Using the line that contains "of the monument" as the first line and the last line of the data as the final one, give every line in that range again exactly.

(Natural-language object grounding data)
Segment Open

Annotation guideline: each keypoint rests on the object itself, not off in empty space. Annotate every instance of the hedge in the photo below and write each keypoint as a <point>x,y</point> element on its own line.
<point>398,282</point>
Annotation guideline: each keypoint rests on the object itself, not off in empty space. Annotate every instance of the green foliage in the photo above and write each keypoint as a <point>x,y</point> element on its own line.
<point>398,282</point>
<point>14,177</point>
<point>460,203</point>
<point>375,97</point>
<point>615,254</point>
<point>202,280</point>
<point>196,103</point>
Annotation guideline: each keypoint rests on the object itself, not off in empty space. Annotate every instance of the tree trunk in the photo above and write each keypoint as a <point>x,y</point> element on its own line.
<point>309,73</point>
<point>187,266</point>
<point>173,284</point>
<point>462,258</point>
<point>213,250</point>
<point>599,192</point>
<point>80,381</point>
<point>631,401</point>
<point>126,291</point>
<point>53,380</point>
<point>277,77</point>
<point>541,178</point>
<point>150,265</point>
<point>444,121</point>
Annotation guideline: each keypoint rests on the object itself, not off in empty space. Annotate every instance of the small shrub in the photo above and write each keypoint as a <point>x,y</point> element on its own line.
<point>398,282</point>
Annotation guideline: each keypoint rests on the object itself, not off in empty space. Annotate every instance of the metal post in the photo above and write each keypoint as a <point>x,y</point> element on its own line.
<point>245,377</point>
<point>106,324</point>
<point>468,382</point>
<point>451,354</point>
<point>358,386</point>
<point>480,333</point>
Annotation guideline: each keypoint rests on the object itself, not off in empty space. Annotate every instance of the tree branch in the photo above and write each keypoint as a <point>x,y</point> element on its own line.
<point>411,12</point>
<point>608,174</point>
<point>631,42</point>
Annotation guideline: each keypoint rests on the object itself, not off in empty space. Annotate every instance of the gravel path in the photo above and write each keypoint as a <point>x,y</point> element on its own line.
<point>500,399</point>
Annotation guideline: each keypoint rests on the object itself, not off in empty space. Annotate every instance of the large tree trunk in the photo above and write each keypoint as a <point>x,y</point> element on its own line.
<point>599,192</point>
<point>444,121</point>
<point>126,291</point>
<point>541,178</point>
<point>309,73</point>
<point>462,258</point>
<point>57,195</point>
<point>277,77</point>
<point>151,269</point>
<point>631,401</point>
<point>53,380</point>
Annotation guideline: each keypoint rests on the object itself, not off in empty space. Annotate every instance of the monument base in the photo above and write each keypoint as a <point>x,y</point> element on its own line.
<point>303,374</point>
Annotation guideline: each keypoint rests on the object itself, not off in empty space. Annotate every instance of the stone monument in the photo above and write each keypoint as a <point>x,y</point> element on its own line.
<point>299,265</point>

Segment Closed

ANSWER BOX ▸
Annotation guideline: each keypoint rests on the object itself, not off in empty space. Annotate every instance of the monument base in the photo above and write each keypoint as a <point>x,y</point> element on its own line.
<point>303,374</point>
Annotation guideline: each keypoint rests on the object itself, not off in empty space. Annotate every instance of the stone monument in the photo above and write each keypoint as a <point>x,y</point> element on its own line.
<point>299,265</point>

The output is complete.